• WHAT IS BEING ASKED:
Revise the lines below, changing every "Match this form" to "Follow this layout" and leaving everything else as it is.

Records from a data collection
──────
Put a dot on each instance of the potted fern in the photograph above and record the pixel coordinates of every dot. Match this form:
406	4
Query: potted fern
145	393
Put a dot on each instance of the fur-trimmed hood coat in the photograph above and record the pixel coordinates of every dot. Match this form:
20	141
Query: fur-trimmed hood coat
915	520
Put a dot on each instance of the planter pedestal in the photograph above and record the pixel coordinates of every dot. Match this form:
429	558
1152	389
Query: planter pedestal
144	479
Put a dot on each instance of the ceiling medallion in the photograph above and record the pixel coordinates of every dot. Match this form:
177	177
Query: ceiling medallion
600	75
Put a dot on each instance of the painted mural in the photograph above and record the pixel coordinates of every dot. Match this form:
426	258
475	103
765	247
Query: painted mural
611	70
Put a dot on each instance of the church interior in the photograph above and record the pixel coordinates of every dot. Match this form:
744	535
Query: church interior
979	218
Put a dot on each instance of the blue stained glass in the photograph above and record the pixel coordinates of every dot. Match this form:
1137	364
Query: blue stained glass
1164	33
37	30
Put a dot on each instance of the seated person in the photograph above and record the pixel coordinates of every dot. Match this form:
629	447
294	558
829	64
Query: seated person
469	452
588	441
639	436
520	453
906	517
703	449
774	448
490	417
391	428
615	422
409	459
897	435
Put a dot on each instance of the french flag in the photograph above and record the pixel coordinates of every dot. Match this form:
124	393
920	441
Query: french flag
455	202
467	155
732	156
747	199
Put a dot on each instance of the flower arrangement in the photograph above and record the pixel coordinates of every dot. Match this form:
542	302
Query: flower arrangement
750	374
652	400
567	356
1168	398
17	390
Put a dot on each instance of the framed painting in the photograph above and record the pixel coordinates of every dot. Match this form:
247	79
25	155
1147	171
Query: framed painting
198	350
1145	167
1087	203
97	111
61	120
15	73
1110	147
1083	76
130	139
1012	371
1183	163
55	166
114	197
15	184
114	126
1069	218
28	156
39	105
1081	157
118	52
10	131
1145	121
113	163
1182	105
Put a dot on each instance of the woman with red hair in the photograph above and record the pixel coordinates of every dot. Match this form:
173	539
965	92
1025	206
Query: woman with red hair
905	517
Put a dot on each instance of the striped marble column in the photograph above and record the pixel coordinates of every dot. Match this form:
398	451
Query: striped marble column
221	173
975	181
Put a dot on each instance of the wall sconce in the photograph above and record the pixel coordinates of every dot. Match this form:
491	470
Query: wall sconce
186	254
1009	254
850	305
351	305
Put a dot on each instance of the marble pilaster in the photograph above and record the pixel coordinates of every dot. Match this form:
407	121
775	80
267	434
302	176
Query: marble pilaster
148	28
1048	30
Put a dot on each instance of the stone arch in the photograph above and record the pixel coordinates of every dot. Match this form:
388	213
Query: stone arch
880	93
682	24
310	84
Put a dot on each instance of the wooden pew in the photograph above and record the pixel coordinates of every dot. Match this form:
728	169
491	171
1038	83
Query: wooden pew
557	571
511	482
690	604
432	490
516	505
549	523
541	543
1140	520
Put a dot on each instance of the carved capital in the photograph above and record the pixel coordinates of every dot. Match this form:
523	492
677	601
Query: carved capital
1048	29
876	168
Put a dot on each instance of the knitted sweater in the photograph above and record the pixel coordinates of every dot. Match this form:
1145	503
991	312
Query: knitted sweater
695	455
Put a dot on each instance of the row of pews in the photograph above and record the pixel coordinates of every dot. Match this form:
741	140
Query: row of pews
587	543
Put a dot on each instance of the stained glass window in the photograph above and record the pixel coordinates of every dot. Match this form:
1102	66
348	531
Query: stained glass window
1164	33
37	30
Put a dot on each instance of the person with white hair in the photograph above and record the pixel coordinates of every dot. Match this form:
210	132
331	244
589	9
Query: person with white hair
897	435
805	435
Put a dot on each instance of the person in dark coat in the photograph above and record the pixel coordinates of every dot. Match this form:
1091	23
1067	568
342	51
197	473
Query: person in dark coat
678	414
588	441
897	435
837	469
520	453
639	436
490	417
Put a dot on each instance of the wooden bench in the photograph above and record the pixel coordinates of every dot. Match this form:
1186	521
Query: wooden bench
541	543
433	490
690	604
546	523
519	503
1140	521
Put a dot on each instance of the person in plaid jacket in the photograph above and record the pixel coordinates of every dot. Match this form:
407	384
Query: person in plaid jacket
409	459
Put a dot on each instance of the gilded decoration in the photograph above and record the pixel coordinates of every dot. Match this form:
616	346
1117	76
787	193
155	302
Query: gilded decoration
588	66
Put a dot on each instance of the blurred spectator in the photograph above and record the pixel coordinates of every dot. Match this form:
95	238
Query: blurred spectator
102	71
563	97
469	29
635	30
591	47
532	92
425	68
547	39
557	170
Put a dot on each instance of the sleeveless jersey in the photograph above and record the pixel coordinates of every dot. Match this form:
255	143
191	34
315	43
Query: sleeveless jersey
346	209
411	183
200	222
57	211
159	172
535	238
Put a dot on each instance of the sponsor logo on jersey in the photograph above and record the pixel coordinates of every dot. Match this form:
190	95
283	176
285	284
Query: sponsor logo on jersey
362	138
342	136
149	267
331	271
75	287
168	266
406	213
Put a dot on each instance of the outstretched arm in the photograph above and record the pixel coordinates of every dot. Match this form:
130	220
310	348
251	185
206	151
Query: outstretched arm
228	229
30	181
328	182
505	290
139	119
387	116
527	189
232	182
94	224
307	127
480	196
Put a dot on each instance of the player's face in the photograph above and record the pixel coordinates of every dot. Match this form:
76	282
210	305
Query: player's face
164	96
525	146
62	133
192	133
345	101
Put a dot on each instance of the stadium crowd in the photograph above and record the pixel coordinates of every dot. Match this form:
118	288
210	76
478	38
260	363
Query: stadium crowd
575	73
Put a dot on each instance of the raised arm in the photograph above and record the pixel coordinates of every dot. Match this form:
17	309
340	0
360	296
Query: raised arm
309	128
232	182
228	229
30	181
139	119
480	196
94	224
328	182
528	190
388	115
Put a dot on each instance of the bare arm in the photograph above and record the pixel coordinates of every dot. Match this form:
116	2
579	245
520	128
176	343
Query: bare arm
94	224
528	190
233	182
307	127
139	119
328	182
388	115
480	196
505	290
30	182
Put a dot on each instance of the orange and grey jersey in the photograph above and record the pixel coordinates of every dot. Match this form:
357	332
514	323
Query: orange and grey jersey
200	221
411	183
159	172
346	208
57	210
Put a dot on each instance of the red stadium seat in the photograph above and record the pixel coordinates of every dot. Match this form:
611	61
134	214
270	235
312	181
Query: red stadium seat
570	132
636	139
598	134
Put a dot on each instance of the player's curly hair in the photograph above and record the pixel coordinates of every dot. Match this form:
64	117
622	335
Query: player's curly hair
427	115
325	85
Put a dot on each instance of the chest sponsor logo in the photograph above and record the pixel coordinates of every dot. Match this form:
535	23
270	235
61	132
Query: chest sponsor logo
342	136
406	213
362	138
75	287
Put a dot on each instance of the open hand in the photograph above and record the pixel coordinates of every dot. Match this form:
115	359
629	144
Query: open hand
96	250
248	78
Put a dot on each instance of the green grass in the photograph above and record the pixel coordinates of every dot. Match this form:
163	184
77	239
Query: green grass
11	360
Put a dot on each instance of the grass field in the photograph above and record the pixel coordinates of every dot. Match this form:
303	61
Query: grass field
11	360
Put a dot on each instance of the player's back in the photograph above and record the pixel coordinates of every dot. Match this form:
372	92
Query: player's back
──────
• FULL RESPONSE:
Put a dot on each instance of the potted fern in the photograph above and record the pixel coordinates of every dot. Follow this layout:
406	4
Query: potted fern
145	393
Put a dot on each instance of the fur-trimmed hood coat in the photograph above and record the pixel coordinates of every dot. Follow this layout:
20	141
Query: fur-trimmed hood coat
915	520
Put a dot on each instance of the planter pedestal in the photograph above and record the pixel coordinates of every dot. Follow this layout:
429	558
1152	389
Query: planter pedestal
144	479
Put a dot on each instance of the ceiling medallion in the photograph above and record the pixel coordinates of every dot. Follow this layout:
177	177
Query: ceiling medallion
600	75
Put a dot on each instance of the painted mural in the photograph above and record the pixel coordinates of every dot. Follow this layout:
426	258
475	103
765	247
Query: painted mural
611	70
Put a dot on each instance of the church interior in the photograph above and record the pixel coordinates of every dot. Follow this layout:
744	535
Query: church interior
979	218
Put a dot on each instance of the blue stained glass in the photograph above and record the pixel coordinates of every dot. Follow this layout:
1137	364
Query: blue stained glass
1164	33
37	30
Put a dot on each instance of the seated person in the photograph above and record the pixel coordinates of every dot. Follow this layout:
629	447
294	558
829	64
Query: seated person
469	452
588	441
639	436
520	453
906	517
703	449
774	448
490	417
391	428
615	422
409	459
897	435
Put a dot on each instance of the french flag in the photograph above and record the pixel coordinates of every dot. Follow this layout:
124	393
920	441
Query: french flag
455	202
467	155
732	156
747	199
Put a dot on each instance of the flower arrangement in the photograph above and record the pixel coordinates of every dot. Follow this layout:
542	302
Query: flower arrangement
750	374
652	400
567	356
1168	398
17	390
Put a dot on each instance of the framed painting in the photograph above and record the pixel coordinates of every dot. Follow this layout:
247	79
25	155
1147	171
Query: framed painting
198	350
1145	167
1087	203
97	111
61	120
15	73
1110	147
1083	76
130	139
1012	371
1183	163
55	166
114	197
15	184
114	126
1069	218
28	156
39	105
1081	157
118	52
10	131
1145	121
113	163
1182	105
Put a dot on each instance of the woman with red hair in the photograph above and record the pixel coordinates of every dot. Follow this layout:
173	539
965	92
1025	206
Query: woman with red hair
905	517
Put a dot on each instance of the striped marble column in the photograph above and record the pixel coordinates of every dot. Follow this layout:
398	451
Query: striped marble column
221	173
975	181
Put a dot on each instance of the wall sconce in the photograph above and record the pixel coordinates of every dot. Follow this layout:
491	470
Query: wall sconce
186	254
1009	254
850	305
351	305
Put a dot on each instance of the marble pilaster in the photograph above and record the pixel coordinates of every dot. Follow this layout:
407	121
775	80
267	434
302	176
Query: marble pilaster
148	28
1048	30
Put a dot on each instance of the stone arch in the photograph above and record the pixel coordinates of every dot. Follow this layout:
388	213
Query: stone arch
880	93
682	24
310	84
Put a dot on each instance of the wooden pew in the photograph above and record the pixel coordinates of every dot. Follow this layout:
728	169
491	171
1038	83
Query: wooden pew
557	571
511	482
690	604
432	490
516	505
549	523
541	543
1140	520
Put a dot on each instance of the carved capital in the photograph above and record the pixel coordinates of every dot. Follow this layout:
523	492
677	601
Query: carved capital
1048	29
876	168
Put a dot on each instance of the knitted sweater in the photograph above and record the pixel coordinates of every dot. Follow this layout:
1145	503
991	312
Query: knitted sweater
695	455
Put a dot on each instance of the row of pews in the photograph above and record the pixel coordinates of every dot. Follow this layout:
741	140
Query: row of pews
587	543
Put a dot on each instance of the stained glass window in the photograph above and record the pixel coordinates of every dot. Follow this layout:
1102	66
348	531
Query: stained glass window
1164	33
37	30
Put a dot on each instance of the person with white hair in the photograph above and record the pixel coordinates of every dot. Follow this layout:
210	132
331	244
589	9
Query: person with white hair
897	435
805	435
Put a dot on each instance of the person in dark coat in the photograph above and record the pixel coordinates of every dot. Follow this layout:
1091	23
1067	568
342	51
197	473
Query: person in dark coat
678	414
588	441
897	435
837	469
520	453
639	436
490	417
Put a dot on each instance of the wooden bench in the photograph above and record the pixel coordinates of every dot. Follow this layout:
1186	521
Query: wooden bench
541	543
433	490
690	604
546	523
519	503
1140	521
Put a dot on each instance of the person in plaid jacket in the photograph above and record the pixel coordinates of every dot. Follow this layout:
407	384
Query: person in plaid jacket
409	459
Put a dot on each instance of the gilded decoration in the photograph above and record the pixel coordinates of every dot. Follow this layout:
616	346
1117	76
787	193
155	302
Query: gilded decoration
588	66
Put a dot on each instance of the blurred spectator in the photograph above and record the pixel coordinates of every dot. Follow this layout:
95	238
Query: blurred spectator
102	71
563	97
469	29
635	30
591	47
532	92
425	68
547	39
557	170
Put a dot on each instance of the sleeveless jersey in the photograph above and record the pixel coordinates of every dot. Follow this layout:
255	143
191	34
315	43
Query: sleeveless jersey
346	209
411	183
200	222
57	211
159	172
535	238
Put a dot on each instance of the sponsor logo on jersey in the photograph above and record the pixel coordinates of every dot. Follow this layout:
190	95
283	176
285	284
Query: sponsor logo on jersey
362	138
342	136
149	267
331	271
75	287
168	266
406	213
Put a dot on each instance of the outstretched arm in the photograph above and record the pixel coordinates of every dot. Follow this layout:
130	220
310	348
251	185
206	151
Query: outstretched arm
228	229
30	181
328	182
505	290
139	119
387	116
527	189
232	182
94	224
307	127
480	196
Put a dot on each instance of the player's face in the photograph above and record the pixel coordinates of every dot. Follow this layout:
76	282
210	305
Query: player's face
164	96
525	146
62	133
192	133
345	101
Put a dot on each instance of the stadium crowd in the photograph above and record the pixel coordinates of every dot. Follow this layout:
118	288
210	76
478	38
260	363
Query: stadium crowd
575	73
Put a dot on each instance of the raised arm in the photograph above and record the pixel coordinates of every dot. Follow this layout:
17	309
340	0
360	296
Query: raised arm
309	128
232	182
228	229
30	181
139	119
480	196
94	224
328	182
528	190
388	115
Put a dot on each instance of the bare arm in the photograph above and record the pixel coordinates of every dot. Follow this layout:
116	2
579	245
520	128
176	343
Query: bare arm
94	224
528	190
233	182
307	127
139	119
328	182
388	115
480	196
505	290
30	182
Put a dot on each instance of the orange and grey jersey in the photograph above and record the pixel coordinates of every dot. Follow this layout:
357	332
514	323
Query: orange and grey jersey
200	221
411	183
159	172
346	208
57	210
Put a dot on each instance of the red stadium seat in the photograph above and record the pixel coordinates of every dot. Follow this layout:
611	61
134	214
270	235
312	181
Query: red stadium seat
570	132
636	139
598	134
Put a dot on each instance of the player's curly hair in the photograph above and record the pixel coordinates of every dot. Follow this layout:
64	117
622	335
Query: player's curly hair
427	115
325	85
Put a dot on each instance of the chest sponsor logo in the photograph above and record the pixel coordinates of every dot. Follow this layout:
535	23
270	235
61	132
Query: chest sponsor logo
342	136
406	213
362	138
75	287
Put a dot on each instance of the open hand in the photograph above and record the pixel coordinates of every dot. Follow this layout:
115	359
629	144
Query: open hand
96	250
248	78
Put a dot on each instance of the green grass in the photograph above and record the pixel coordinates of every dot. Follow this layout:
163	184
77	239
Query: green grass
11	360
Put a dot on each instance of the grass field in the photograph above and record the pixel coordinates of every dot. Follow this layout:
303	61
Query: grass field
11	360
Put a dot on each instance of the player's back in the photograph above and record the pixel coordinates of every dot. Follow this layout:
372	92
Query: player's back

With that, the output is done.